Trecho do texto:
Por Carlos Alberto Maia Guerra

 

INTRODUÇÃO

A parábola do mau servo (Mateus 18.21-35), foi proferida por Jesus após a indagação de Pedro sobre o perdão ao próximo. Ao que tudo indica, essa questão surgiu logo após[1] o ensino de Jesus sobre a disciplina e o perdão: "Se o seu irmão pecar contra você, vá e repreenda-o em particular. Se ele ouvir, você ganhou o seu irmão” (v.15). Jesus estava ensinando aos seus discípulos que o reino de Deus possui valores distintos e aborda “a conduta dos seus discípulos como membros da nova sociedade trazida à existência por Ele — a comunidade messiânica”.[2] 


Sobre o autor

Pedro, ao que parece, compreendeu o ensino de Jesus sobre a disciplina e o perdão ao irmão, mas tinha dúvidas sobre a frequência com que deveria perdoar: Senhor, até quantas vezes meu irmão pecará contra mim, que eu lhe perdoe?(v.21a). Com seu caráter impetuoso, Pedro, antes mesmo de permitir que Jesus respondesse, fez outra pergunta, demonstrando uma certa compreensão sobre o assunto e expressando sua opinião: “…Até sete vezes?” (v.21b).


Pedro provavelmente considerou a regra[3] observada entre os judeus que, “segundo os ensinos da literatura judaica, era três vezes, quando Pedro falou em sete vezes, como padrão possível. Sem dúvida, pensou que sua regra foi extraordinariamente generosa”.[4] No entanto, a resposta de Jesus foi surpreendente e desafiadora: “… Não digo a você que perdoe até sete vezes, mas até setenta vezes sete” (v.22). Sobre a racionalidade de Pedro, Hendriksen (2001) pressupõe que:


“Pedro poderia ter formado a opinião de que Jesus o elogiaria por sua generosidade. Nesse caso, sua expectativa foi frustrada. Havia algo de errado com a tese de Pedro. Cheirava a rabinismo. Soava como se o espírito de perdão fosse uma mercadoria que se podia pesar, medir e contar; como se a mesma pudesse ser parcelada pouco a pouco até um limite bem definido, quando, então, a distribuição tinha de parar”.[5]

 

Quando o mestre disse “setenta vezes sete”, ele usou uma hipérbole. O termo hebdomēkontakis (ἑβδομηκοντάκις) pode ser traduzido como inúmeras ou incontáveis vezes.[6] O ponto central do Seu ensino é que o perdão na nova comunidade inaugurada por Ele deve ser ilimitado. Isso demonstra a contracultura dessa comunidade, evidenciada na atitude dos seus membros, em contraste com a inclinação pagã de retribuir o mal com o mal sem limites, como representado por Lameque (Gn 4.24), destacando assim o padrão de Deus.

Tarefa proposta 1:
Segundo o trecho sobre a parábola do mau servo, quantas vezes era preciso perdoar conforme os ensinos da literatura judaica?
O trecho e as linhas de dados não têm nenhuma relação entre si.

Dados fornecidos:
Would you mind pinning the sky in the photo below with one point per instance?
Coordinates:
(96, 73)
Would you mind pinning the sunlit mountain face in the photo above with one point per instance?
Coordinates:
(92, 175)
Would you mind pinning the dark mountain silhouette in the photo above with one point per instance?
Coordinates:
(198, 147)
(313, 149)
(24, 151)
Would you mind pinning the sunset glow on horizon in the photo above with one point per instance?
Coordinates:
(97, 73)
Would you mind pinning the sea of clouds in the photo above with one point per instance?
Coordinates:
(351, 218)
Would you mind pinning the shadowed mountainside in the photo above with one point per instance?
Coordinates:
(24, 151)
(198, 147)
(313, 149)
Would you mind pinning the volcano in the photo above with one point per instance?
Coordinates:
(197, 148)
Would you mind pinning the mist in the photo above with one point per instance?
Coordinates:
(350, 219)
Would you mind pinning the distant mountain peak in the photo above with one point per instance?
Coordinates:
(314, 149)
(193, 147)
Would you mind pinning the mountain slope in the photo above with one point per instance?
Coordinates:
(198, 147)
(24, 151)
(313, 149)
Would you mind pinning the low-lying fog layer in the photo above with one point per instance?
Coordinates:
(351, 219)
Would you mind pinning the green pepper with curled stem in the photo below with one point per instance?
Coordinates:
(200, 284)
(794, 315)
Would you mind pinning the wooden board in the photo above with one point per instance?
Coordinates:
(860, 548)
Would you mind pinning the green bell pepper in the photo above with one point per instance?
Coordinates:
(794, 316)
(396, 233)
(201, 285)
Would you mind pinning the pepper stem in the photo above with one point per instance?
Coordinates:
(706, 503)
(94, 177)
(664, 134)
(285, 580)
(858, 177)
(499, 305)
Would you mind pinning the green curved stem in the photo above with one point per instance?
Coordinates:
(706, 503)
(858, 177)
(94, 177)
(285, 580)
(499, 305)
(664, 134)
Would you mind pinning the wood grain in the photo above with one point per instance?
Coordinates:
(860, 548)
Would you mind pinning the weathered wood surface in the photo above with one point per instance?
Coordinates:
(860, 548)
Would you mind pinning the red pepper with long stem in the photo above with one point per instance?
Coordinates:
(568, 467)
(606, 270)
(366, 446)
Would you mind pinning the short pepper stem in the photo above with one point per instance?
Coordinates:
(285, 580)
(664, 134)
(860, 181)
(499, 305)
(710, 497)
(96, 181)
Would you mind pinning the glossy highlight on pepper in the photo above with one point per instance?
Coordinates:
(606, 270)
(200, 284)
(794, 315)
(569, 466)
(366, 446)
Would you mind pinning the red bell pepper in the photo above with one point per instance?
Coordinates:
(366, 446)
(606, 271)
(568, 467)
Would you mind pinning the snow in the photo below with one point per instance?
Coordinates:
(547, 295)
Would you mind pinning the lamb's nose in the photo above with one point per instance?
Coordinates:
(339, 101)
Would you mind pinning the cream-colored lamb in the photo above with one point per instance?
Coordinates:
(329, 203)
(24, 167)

Tarefa proposta 2:
Nas linhas de dados, reescreva apenas o intervalo que vai da linha com "Would you mind pinning the cream-colored" até a última linha, trocando "lamb" por "sheep" e mantendo todo o resto igual.

Resposta esperada 1:
Três vezes.

Resposta esperada 2:
Would you mind pinning the cream-colored sheep in the photo above with one point per instance?
Coordinates:
(329, 203)
(24, 167)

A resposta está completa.